> **Problem set**:
a – Repeat word for word the part of the passage on South Africa's energy that starts at "The government introduced" and ends at "resource efficiency solutions.".
b – Translate this sentence from the passage on South Africa's energy into Spanish: "The government introduced a new tariff structure favoring energy efficiency with lower tariffs and capacity restrictions."

> **Provided text**:
[BEGIN]
Ranked the 18th largest issuer of greenhouse gas (GHG) emissions worldwide, South Africa has an abundance of energy resources in addition to large deposits of coal, which generate 80 percent of the country’s consumed primary energy. As a result, until 2009 the country’s energy prices were among the cheapest on the continent.


Beginning in 2002, South Africa’s GDP steadily increased more than the rest of Sub-Saharan Africa. However, investment in energy infrastructure and supply systems did not match the years of steady economic growth. By 2007, electricity demand could not be met at all times and intermittent power outages set in.


The government introduced a new tariff structure favoring energy efficiency with lower tariffs and capacity restrictions.
Before the power shortage became evident, private sector firms had little incentive to prioritize energy efficiency processes within their operations. However, following the 2007 blackouts, businesses realized the need to seek long-term resource efficiency solutions.


As the energy landscape changed, companies began seeking advice from outside energy specialists and pursuing funding to maximize energy efficiency within their operations.


Karsten Farms’ management understood the value of making its operations more energy efficient. It also knew that it was better to do so sooner rather than later and engaged a partner with whom it had already worked.
[END]
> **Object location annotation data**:
[BEGIN]
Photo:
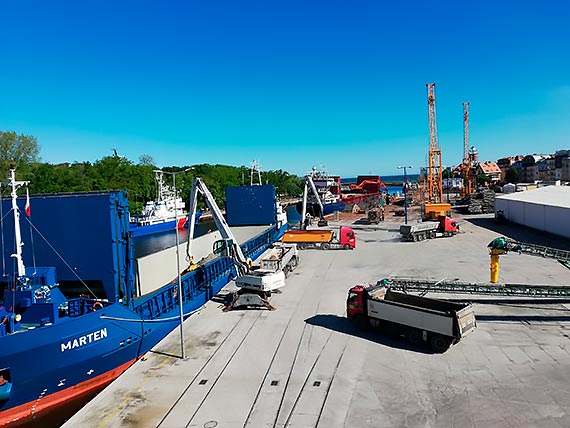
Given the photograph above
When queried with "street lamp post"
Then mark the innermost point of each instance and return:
(405, 192)
(179, 279)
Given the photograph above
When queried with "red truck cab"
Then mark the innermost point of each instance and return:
(347, 238)
(448, 225)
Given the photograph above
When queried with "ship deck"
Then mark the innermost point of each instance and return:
(305, 365)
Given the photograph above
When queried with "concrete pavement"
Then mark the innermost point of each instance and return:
(305, 365)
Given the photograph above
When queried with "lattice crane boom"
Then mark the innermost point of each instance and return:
(435, 188)
(467, 173)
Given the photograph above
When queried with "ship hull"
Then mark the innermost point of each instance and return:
(314, 209)
(74, 366)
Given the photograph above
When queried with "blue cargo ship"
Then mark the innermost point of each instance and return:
(65, 337)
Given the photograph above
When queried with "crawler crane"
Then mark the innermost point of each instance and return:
(434, 207)
(467, 167)
(254, 287)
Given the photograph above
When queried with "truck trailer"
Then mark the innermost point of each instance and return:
(321, 238)
(445, 226)
(440, 323)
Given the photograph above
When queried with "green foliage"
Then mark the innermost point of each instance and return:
(17, 150)
(118, 173)
(512, 175)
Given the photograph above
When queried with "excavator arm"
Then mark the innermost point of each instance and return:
(228, 243)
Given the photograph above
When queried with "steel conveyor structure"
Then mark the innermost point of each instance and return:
(444, 286)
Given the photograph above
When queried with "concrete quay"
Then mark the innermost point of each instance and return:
(305, 365)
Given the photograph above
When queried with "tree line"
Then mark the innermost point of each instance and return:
(118, 173)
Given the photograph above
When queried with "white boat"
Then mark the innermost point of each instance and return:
(165, 213)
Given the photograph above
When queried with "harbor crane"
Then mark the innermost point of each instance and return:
(254, 287)
(504, 245)
(434, 207)
(496, 247)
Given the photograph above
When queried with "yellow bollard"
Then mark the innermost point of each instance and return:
(494, 265)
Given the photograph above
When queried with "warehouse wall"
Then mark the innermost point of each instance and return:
(547, 218)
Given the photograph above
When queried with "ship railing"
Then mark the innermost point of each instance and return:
(84, 305)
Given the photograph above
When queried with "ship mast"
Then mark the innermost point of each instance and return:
(17, 233)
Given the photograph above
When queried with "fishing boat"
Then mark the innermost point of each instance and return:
(165, 213)
(74, 313)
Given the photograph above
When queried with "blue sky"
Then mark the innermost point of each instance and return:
(291, 84)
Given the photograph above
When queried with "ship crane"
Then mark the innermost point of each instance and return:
(254, 287)
(435, 206)
(310, 186)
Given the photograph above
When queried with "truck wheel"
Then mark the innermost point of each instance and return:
(414, 336)
(440, 343)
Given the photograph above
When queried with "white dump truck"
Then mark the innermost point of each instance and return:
(440, 323)
(279, 257)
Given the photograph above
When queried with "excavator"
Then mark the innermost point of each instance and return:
(254, 286)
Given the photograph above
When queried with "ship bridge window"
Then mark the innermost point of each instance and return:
(352, 298)
(5, 376)
(73, 289)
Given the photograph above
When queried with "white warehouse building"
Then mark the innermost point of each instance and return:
(546, 209)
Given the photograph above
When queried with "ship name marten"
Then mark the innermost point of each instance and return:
(84, 340)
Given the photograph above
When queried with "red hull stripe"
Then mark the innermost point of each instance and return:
(34, 409)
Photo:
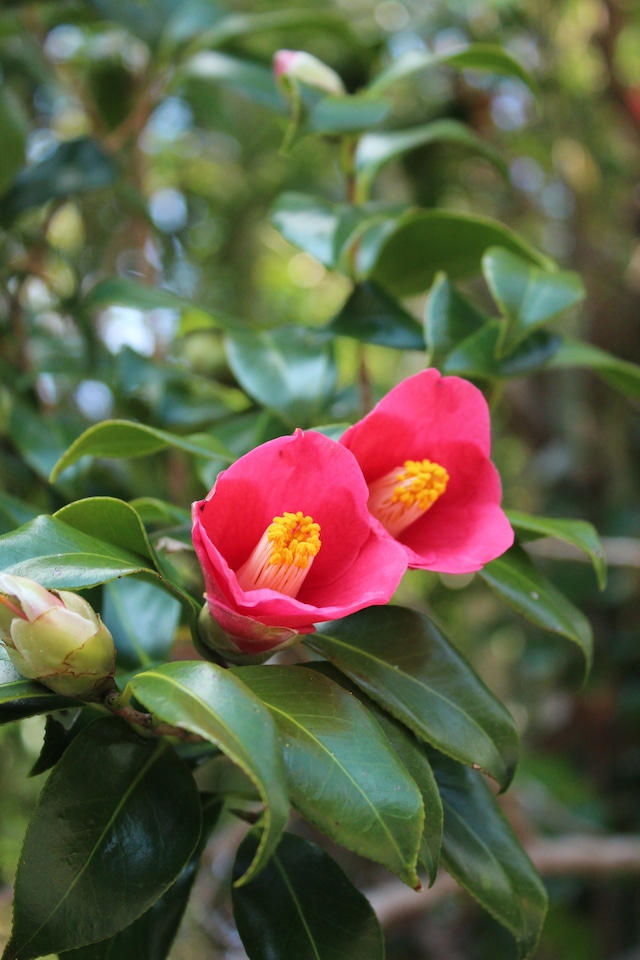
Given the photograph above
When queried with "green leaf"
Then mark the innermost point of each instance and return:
(375, 150)
(620, 374)
(405, 664)
(516, 579)
(13, 131)
(426, 241)
(125, 438)
(578, 533)
(21, 698)
(213, 703)
(75, 166)
(372, 316)
(151, 935)
(348, 114)
(303, 906)
(481, 851)
(289, 370)
(117, 821)
(142, 619)
(352, 788)
(528, 295)
(476, 56)
(110, 520)
(450, 319)
(413, 758)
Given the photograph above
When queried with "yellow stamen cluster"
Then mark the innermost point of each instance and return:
(283, 556)
(403, 494)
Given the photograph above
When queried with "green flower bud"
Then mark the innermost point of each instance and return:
(56, 638)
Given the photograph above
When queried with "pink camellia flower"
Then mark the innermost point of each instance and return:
(424, 452)
(285, 540)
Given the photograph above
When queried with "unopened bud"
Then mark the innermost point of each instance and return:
(297, 66)
(56, 638)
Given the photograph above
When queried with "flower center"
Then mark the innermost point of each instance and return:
(401, 496)
(283, 556)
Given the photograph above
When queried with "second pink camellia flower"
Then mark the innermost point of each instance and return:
(424, 452)
(285, 540)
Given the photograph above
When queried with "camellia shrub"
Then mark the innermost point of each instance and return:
(258, 638)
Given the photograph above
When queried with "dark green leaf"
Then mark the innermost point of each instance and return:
(142, 619)
(483, 854)
(75, 166)
(151, 935)
(125, 438)
(372, 316)
(516, 579)
(427, 241)
(377, 149)
(289, 370)
(348, 114)
(117, 822)
(404, 663)
(621, 374)
(580, 534)
(528, 295)
(214, 704)
(351, 787)
(476, 56)
(302, 906)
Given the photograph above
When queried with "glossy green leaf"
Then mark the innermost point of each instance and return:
(110, 520)
(13, 131)
(309, 223)
(348, 114)
(126, 438)
(375, 150)
(578, 533)
(427, 241)
(142, 619)
(21, 698)
(477, 356)
(289, 370)
(353, 788)
(528, 295)
(450, 319)
(477, 56)
(413, 758)
(372, 316)
(517, 580)
(151, 935)
(620, 374)
(303, 907)
(213, 703)
(481, 851)
(75, 166)
(59, 556)
(404, 663)
(111, 804)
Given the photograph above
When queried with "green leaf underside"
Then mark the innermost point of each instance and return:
(21, 698)
(403, 662)
(527, 295)
(579, 533)
(414, 760)
(516, 579)
(422, 243)
(213, 703)
(117, 821)
(481, 851)
(353, 789)
(302, 906)
(151, 935)
(372, 316)
(121, 439)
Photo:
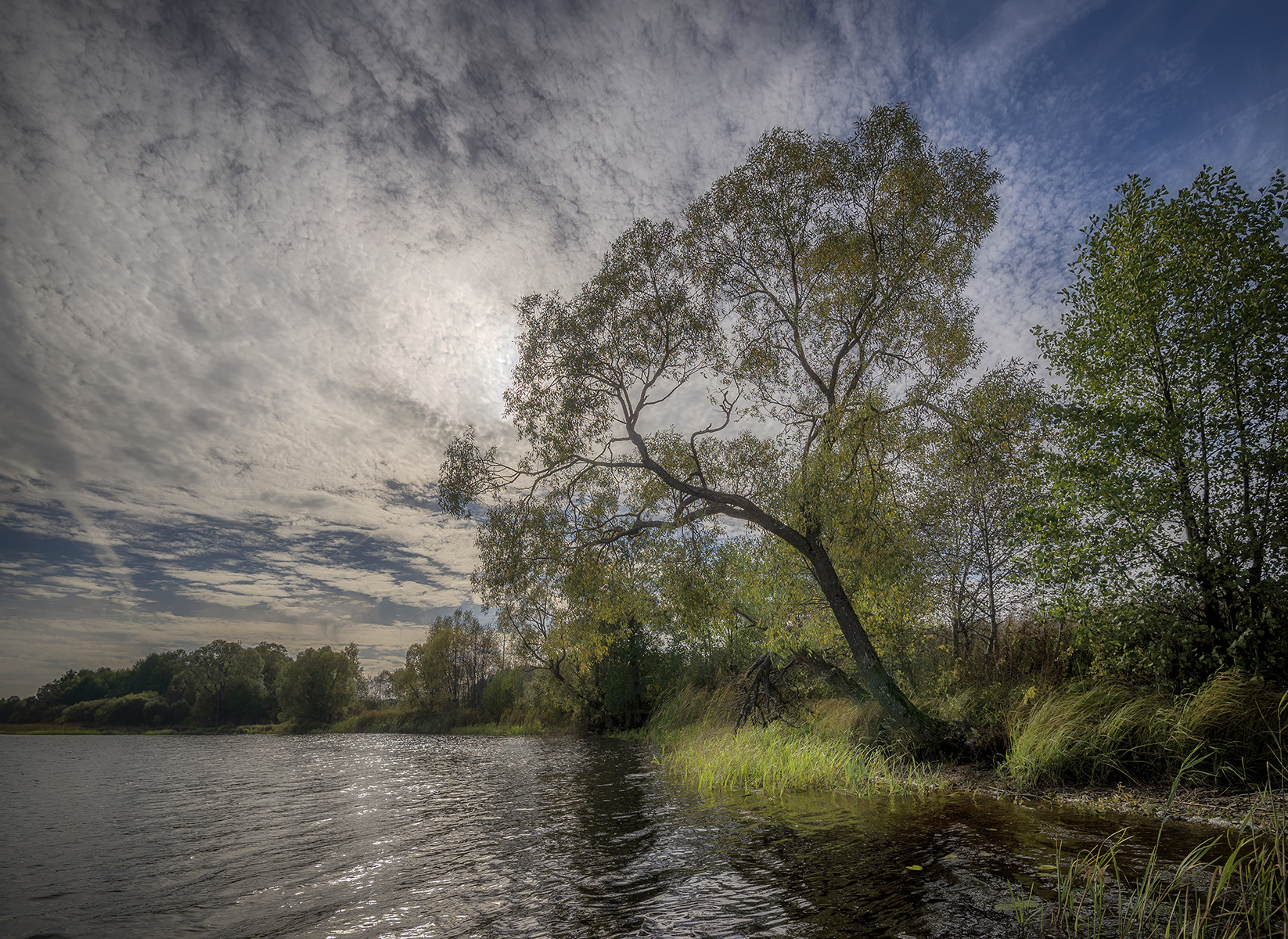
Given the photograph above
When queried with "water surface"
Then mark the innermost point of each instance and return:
(462, 836)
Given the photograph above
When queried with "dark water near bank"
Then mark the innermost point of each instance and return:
(460, 836)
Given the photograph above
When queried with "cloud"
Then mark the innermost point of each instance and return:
(258, 263)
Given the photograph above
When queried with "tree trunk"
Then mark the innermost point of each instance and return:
(926, 731)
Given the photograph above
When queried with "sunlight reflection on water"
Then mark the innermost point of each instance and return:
(468, 836)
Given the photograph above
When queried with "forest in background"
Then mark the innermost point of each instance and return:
(975, 562)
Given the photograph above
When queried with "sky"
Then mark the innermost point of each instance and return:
(259, 261)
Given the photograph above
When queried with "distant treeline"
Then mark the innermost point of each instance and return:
(459, 666)
(217, 684)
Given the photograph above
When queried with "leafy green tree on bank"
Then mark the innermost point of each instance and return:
(815, 295)
(318, 687)
(223, 682)
(974, 480)
(451, 667)
(1171, 496)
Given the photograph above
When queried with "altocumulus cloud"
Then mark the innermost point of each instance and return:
(258, 263)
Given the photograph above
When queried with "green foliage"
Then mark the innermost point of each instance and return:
(223, 683)
(815, 295)
(1171, 473)
(318, 687)
(1228, 731)
(452, 666)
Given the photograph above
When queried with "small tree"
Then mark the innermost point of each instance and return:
(1172, 424)
(318, 687)
(451, 667)
(221, 679)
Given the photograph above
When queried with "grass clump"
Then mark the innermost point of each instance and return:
(695, 732)
(1242, 893)
(1226, 732)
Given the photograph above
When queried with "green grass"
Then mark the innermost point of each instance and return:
(779, 759)
(1220, 890)
(693, 732)
(1229, 731)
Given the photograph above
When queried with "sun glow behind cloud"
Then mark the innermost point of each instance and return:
(258, 268)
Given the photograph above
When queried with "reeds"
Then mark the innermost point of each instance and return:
(1110, 732)
(779, 757)
(1198, 898)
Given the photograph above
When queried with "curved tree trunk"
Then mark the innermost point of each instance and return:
(926, 731)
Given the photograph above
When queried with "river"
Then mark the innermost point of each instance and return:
(371, 835)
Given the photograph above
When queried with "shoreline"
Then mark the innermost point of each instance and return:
(1225, 808)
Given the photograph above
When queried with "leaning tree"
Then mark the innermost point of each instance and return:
(750, 364)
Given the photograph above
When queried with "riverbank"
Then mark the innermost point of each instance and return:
(1098, 763)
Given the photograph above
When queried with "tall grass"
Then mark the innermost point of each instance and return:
(1242, 895)
(1103, 733)
(697, 741)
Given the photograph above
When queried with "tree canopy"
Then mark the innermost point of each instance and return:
(815, 297)
(1172, 423)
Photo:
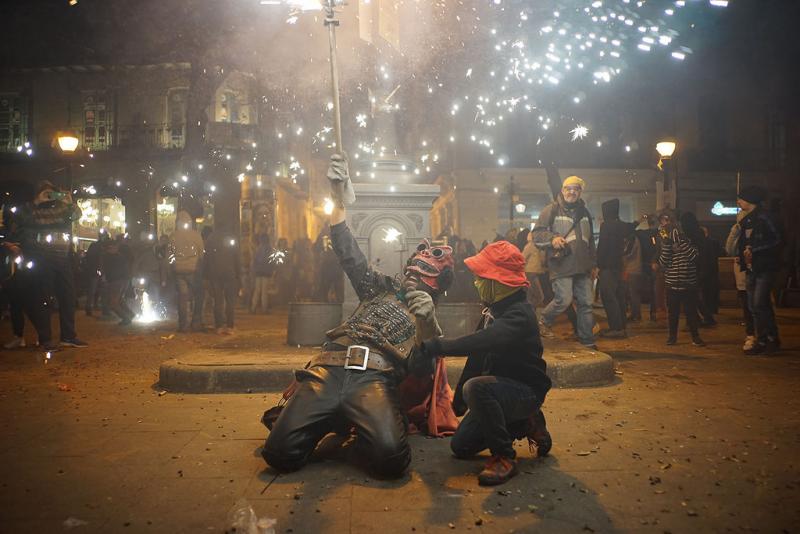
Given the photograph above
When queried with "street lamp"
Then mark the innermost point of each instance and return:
(665, 150)
(68, 143)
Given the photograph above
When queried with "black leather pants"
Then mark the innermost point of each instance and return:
(367, 399)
[END]
> **Final answers**:
a –
The government introduced a new tariff structure favoring energy efficiency with lower tariffs and capacity restrictions.
Before the power shortage became evident, private sector firms had little incentive to prioritize energy efficiency processes within their operations. However, following the 2007 blackouts, businesses realized the need to seek long-term resource efficiency solutions.

b – El gobierno introdujo una nueva estructura tarifaria que favorecía la eficiencia energética con tarifas más bajas y restricciones de capacidad.